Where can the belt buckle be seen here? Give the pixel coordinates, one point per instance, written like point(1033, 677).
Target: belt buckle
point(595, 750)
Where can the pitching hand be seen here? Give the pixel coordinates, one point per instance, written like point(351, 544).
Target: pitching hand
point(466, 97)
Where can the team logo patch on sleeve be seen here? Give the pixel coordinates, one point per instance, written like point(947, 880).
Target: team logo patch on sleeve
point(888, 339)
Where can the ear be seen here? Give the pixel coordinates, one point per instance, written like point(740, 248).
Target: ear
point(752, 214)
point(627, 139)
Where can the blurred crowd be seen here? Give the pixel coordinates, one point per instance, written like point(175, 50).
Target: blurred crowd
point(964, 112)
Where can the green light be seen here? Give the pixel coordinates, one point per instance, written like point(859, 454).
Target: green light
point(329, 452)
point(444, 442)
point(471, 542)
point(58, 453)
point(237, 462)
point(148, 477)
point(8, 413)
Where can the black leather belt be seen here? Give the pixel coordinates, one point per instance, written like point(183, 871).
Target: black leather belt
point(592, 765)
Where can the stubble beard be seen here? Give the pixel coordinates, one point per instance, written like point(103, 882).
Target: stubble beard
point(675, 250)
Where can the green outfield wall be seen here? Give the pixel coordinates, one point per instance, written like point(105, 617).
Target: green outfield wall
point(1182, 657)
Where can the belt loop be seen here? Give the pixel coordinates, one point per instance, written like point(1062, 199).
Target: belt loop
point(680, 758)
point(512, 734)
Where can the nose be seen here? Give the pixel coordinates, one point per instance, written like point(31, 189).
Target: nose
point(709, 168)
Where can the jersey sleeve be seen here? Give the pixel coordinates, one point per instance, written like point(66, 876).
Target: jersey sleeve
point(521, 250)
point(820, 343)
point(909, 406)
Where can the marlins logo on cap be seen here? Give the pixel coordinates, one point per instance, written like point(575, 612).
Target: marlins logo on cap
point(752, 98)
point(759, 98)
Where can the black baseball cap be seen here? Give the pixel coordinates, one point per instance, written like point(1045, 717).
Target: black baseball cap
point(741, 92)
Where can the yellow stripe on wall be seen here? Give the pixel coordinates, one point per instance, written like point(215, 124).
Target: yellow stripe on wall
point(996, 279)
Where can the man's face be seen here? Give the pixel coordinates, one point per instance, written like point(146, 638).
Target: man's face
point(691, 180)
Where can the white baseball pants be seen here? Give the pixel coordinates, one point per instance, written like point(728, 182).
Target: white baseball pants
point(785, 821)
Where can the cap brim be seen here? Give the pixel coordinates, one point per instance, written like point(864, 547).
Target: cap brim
○ ○ ○ ○ ○ ○ ○
§ **How to complete this task**: Where a line of the records includes "brim", copy it.

§ **Answer section**:
Where can the cap brim be seen here? Give the pixel coordinates, one point per instance, written like point(864, 547).
Target: cap brim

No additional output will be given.